_Task_
From the line below that contains "Point out every instance of the white cloud" to the line that contains "Point out every instance of the grass", repeat every line exactly, both ends included, and nothing else.

_Records to process_
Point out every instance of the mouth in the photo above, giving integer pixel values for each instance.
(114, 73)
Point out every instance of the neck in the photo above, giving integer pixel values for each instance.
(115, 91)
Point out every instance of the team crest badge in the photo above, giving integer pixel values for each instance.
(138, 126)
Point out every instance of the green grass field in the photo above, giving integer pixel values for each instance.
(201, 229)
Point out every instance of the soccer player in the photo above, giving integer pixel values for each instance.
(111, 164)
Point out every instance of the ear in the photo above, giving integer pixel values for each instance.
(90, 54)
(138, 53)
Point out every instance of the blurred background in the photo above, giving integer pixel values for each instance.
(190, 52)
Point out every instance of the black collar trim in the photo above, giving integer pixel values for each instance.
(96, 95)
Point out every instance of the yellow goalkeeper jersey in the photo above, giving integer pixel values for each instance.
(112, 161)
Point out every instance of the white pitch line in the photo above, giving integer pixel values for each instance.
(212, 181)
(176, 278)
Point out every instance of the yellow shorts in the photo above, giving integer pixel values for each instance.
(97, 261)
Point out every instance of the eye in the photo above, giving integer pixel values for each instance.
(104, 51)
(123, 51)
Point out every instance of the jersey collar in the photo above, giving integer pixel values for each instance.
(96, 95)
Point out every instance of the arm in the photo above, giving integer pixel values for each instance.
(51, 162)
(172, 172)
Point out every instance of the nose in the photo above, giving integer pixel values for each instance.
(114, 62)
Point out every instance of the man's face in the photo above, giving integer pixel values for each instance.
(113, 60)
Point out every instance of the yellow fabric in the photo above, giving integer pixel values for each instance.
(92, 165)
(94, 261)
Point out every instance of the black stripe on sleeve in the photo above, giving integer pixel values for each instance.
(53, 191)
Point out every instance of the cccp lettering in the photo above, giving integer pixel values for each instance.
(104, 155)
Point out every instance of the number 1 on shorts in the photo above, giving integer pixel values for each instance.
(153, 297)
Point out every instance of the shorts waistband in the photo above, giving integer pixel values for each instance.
---
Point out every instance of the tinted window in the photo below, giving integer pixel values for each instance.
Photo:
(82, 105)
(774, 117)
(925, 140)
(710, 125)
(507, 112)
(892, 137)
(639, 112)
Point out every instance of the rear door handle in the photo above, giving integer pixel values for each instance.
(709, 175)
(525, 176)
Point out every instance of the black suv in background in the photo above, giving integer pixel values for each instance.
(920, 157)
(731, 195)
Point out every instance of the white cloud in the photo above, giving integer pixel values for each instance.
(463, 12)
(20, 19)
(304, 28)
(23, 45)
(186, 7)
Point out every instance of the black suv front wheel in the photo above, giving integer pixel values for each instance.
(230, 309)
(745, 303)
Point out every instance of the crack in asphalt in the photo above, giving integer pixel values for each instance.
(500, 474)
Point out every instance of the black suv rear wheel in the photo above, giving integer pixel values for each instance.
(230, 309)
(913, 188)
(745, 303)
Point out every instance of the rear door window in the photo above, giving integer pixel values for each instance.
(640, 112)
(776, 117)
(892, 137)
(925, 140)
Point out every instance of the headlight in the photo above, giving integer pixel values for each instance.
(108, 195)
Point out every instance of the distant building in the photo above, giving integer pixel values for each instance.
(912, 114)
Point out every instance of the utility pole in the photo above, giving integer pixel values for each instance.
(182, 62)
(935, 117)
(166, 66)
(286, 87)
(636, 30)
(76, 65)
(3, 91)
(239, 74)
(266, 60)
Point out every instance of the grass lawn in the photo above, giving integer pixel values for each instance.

_Task answer_
Point out every instance of the white cloud in the photo above, giving integer pixel values for each instance.
(463, 12)
(20, 19)
(304, 28)
(23, 45)
(186, 7)
Point out every instance of the black suv front wheel in the photo above, giving integer pixel values for each instance.
(230, 309)
(745, 303)
Point out every instance of the crack in asphalt in the photo above, giving integer pixel values for each instance.
(500, 474)
Point out every instance of the black suv rear wheel in the photo above, giving integer pixel values for each instance.
(230, 309)
(913, 188)
(745, 303)
Point out every instance of the rear door window in the photo above, giving integer pixel values for each instance.
(640, 112)
(776, 117)
(892, 137)
(925, 140)
Point out every instance of the headlight in the photo above, giving integer pixel values for each instance.
(108, 195)
Point out every instance of the distant building in the photo above, giving integer pixel values for each instance.
(912, 114)
Point out every instance of the utility pole in the photo above, giving integer pixel values for each instance.
(182, 62)
(935, 117)
(166, 66)
(286, 87)
(636, 30)
(76, 65)
(3, 91)
(239, 74)
(266, 60)
Point out every instance of the grass lawn in the photo above, giving integer pixel values for each instance.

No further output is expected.